== WRITTEN EXERCISE ==
Write the data out again exactly, with no pictures.

A run of records:
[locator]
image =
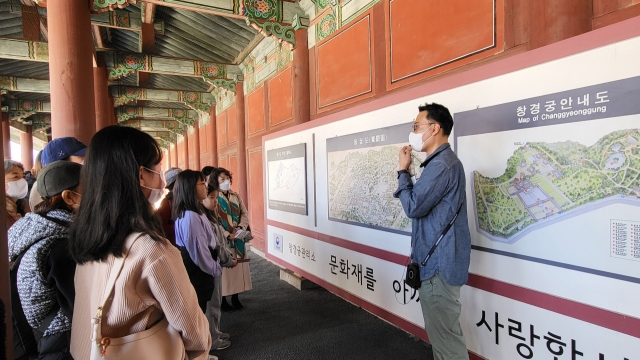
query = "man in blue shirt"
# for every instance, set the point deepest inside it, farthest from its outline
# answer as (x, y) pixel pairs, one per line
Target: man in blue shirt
(432, 202)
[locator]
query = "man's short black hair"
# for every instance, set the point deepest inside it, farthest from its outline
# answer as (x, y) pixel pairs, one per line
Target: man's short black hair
(439, 114)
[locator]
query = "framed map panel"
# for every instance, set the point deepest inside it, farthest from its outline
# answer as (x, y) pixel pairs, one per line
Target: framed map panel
(287, 171)
(361, 170)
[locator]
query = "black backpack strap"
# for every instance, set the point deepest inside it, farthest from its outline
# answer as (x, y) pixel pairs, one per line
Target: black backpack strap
(57, 221)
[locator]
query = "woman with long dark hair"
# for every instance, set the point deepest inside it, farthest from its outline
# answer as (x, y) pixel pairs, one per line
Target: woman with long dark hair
(121, 180)
(194, 236)
(227, 260)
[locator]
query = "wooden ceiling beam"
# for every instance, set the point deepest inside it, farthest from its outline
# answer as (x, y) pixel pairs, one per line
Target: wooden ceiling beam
(30, 23)
(125, 20)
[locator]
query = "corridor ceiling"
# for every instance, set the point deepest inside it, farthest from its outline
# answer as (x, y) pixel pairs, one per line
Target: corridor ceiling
(193, 47)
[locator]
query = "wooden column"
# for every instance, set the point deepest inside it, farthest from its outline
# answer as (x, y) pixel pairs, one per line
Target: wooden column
(553, 20)
(214, 135)
(186, 148)
(71, 69)
(103, 104)
(26, 148)
(175, 152)
(196, 144)
(6, 136)
(5, 285)
(301, 95)
(240, 179)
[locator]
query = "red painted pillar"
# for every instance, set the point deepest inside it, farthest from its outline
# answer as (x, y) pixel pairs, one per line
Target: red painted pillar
(554, 20)
(26, 147)
(175, 152)
(301, 95)
(112, 112)
(214, 135)
(5, 292)
(71, 69)
(186, 148)
(6, 136)
(196, 144)
(240, 180)
(101, 94)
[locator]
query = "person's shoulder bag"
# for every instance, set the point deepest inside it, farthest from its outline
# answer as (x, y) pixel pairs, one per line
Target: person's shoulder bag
(161, 341)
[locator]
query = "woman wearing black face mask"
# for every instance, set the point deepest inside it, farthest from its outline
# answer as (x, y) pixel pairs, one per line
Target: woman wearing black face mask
(42, 276)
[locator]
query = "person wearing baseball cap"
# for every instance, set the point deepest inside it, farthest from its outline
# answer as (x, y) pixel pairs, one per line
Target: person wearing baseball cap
(43, 267)
(67, 149)
(164, 210)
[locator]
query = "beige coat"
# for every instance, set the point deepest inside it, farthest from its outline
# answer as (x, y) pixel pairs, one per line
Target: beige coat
(153, 281)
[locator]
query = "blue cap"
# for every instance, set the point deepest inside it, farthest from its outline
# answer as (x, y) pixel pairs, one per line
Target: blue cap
(61, 148)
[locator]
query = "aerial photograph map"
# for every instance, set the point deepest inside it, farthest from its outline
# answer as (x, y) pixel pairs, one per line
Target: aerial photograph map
(362, 180)
(545, 182)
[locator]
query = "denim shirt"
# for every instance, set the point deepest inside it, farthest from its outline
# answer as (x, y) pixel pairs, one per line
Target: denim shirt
(193, 232)
(431, 203)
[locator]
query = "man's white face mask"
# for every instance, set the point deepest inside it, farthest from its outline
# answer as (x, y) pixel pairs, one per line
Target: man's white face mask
(415, 140)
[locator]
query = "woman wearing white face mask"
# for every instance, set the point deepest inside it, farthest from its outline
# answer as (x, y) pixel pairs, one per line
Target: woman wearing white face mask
(233, 216)
(16, 188)
(117, 229)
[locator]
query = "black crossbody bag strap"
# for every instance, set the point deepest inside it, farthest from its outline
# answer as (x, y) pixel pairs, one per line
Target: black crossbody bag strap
(444, 232)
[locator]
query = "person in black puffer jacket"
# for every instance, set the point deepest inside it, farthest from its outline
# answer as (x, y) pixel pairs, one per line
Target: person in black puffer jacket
(46, 270)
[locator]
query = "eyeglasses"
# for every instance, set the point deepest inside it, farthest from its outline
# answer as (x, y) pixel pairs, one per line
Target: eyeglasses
(416, 126)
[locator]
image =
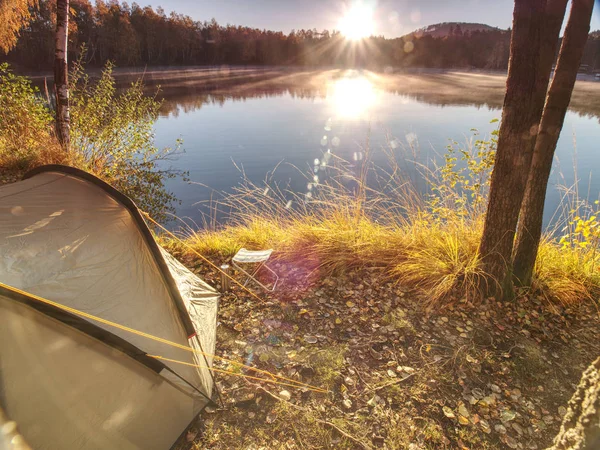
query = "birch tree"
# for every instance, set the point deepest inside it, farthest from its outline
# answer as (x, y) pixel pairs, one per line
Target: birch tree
(61, 72)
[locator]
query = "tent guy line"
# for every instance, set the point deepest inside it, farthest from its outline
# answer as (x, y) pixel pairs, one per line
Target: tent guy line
(297, 384)
(319, 390)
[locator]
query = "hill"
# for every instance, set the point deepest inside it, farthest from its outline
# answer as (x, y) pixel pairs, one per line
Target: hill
(453, 29)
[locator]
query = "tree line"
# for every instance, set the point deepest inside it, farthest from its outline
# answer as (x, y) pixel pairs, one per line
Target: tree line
(135, 35)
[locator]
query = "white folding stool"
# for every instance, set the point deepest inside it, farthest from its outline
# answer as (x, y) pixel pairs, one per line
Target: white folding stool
(258, 257)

== ANSWER TO THIS EXERCISE ==
[locator]
image =
query = "man in blue shirt"
# for every instance, set the point deepest inside it, farthest from its outline
# answer as (x, y) pixel pairs, one per line
Target: man in blue shirt
(432, 202)
[locator]
query = "man's short black hair"
# for every instance, set the point deepest inside it, farthest from its outline
# answer as (x, y) pixel pairs, one per line
Target: man's short black hair
(439, 114)
[locator]
query = "framed map panel"
# for every instance, set the point deepest inside it, farthest from its outline
# answer as (x, y) pixel pairs, one per line
Target: framed map panel
(287, 171)
(361, 170)
[locator]
query = "black backpack strap"
# for every instance, set the point deepest inside it, farthest from its outline
# answer as (x, y) pixel pairs, one per line
Target: black backpack strap
(57, 221)
[locator]
query = "woman with long dark hair"
# for every instance, set the point deepest inside it, farthest from its outline
# answer as (x, y) pixel pairs, one per line
Target: woman with long dark hair
(121, 180)
(194, 236)
(227, 260)
[locator]
query = "wooden ceiling beam"
# for every instance, set the point deepest inside it, farthest from its outline
# answer as (x, y) pixel pairs, one per line
Target: wooden ceiling beam
(30, 23)
(125, 20)
[locator]
query = "corridor ceiling"
# for every instance, set the point deepest inside it, farthest from its outline
# answer as (x, y) pixel pairs, one per line
Target: corridor ceiling
(193, 47)
[locator]
query = "wooden column"
# for every instance, set the point deepest inside it, farthest from its outline
# answer as (x, y) pixel pairs, one per line
Target: wooden column
(553, 20)
(214, 135)
(186, 148)
(71, 69)
(103, 104)
(26, 148)
(175, 152)
(196, 144)
(6, 136)
(5, 285)
(301, 95)
(240, 179)
[locator]
query = "red painted pillar"
# for every instance, set the point deepest inside it, farthest from its outline
# answer as (x, y) pixel pairs, one per line
Target: red painted pillar
(554, 20)
(26, 147)
(175, 152)
(301, 95)
(112, 112)
(214, 135)
(5, 292)
(71, 69)
(186, 148)
(6, 136)
(196, 144)
(240, 180)
(101, 94)
[locator]
query = "person's shoulder bag"
# for every instance, set the point deepest inside it, farthest from its outline
# answer as (x, y) pixel pairs, one per line
Target: person's shoulder bag
(161, 341)
[locator]
query = "woman wearing black face mask"
# for every instance, set the point deepest inside it, farthest from its outline
# answer as (x, y) pixel pairs, one per line
Target: woman wearing black face mask
(42, 276)
[locator]
query = "person wearing baseball cap"
# for every instance, set the point deepest inside it, farthest from its outline
# answer as (x, y) pixel pairs, one per line
Target: person wearing baseball cap
(43, 267)
(67, 149)
(164, 210)
[locator]
query = "beige coat"
# for every instance, set the point deepest inside it, farthest from its outline
# answer as (x, y) pixel pairs, one per line
Target: beige coat
(153, 281)
[locator]
query = "blue cap"
# for every instance, set the point deepest inside it, farthest from its outline
# answer as (x, y) pixel pairs, one per line
Target: blue cap
(61, 148)
[locator]
query = "aerial photograph map"
# for every instance, set the point deepest inside it, farthest from its outline
# answer as (x, y) pixel pairs, one per line
Target: aerial photograph map
(362, 180)
(545, 182)
[locator]
query = "denim shirt"
# for every instance, set the point deepest inside it, farthest from its outline
# answer as (x, y) pixel pairs, one per line
Target: denim shirt
(193, 232)
(431, 203)
[locator]
query = "man's white face mask"
# for every instance, set the point deepest inside it, farthest from its outline
# answer as (x, y) pixel pairs, one per line
Target: man's white face mask
(415, 140)
[locator]
query = "woman wearing white face mask"
# for every instance, set the point deepest inside it, farthest from its outline
# answer as (x, y) pixel pairs, one per line
Target: woman wearing white face mask
(233, 216)
(16, 188)
(117, 229)
[locator]
query = "black crossbody bag strap"
# for every instance, set the point deepest inside it, farthest from its outline
# answer as (x, y) pixel pairs, one per line
Target: black crossbody bag strap
(444, 232)
[locator]
query = "person in black puffer jacket"
# for every instance, set the point deepest inside it, farthest from its outline
# answer as (x, y) pixel pairs, one per line
Target: person in black puffer jacket
(46, 270)
[locator]
query = "eyeglasses"
# for every instance, set the point deepest inside it, farthest from its outline
# answer as (x, y) pixel pairs, one per line
Target: eyeglasses
(416, 126)
[locator]
image =
query = "birch tree"
# for every instance, set the point deepest inside it, farthest from its outline
# answer as (x, y) pixel pairs, one per line
Target: birch tree
(61, 72)
[locator]
query = "tent guy line"
# for every instance, set the point deepest inside it, farthest from its outline
# answer as (x, y) pixel pairs, one per line
Target: tent guy line
(297, 384)
(319, 390)
[locator]
query = "hill"
# for every instance, set the point deepest inside it, farthest from its outline
# answer as (x, y) pixel pairs, one per line
Target: hill
(453, 29)
[locator]
query = "tree line"
# for every instance, set the point deepest inside it, farthest from its outline
# answer as (x, y) pixel pairs, one per line
Target: tree line
(135, 35)
[locator]
query = "white folding stool"
# for every instance, set the point deepest inside it, farthest from its outline
# answer as (x, y) pixel pairs, one per line
Target: white folding stool
(258, 257)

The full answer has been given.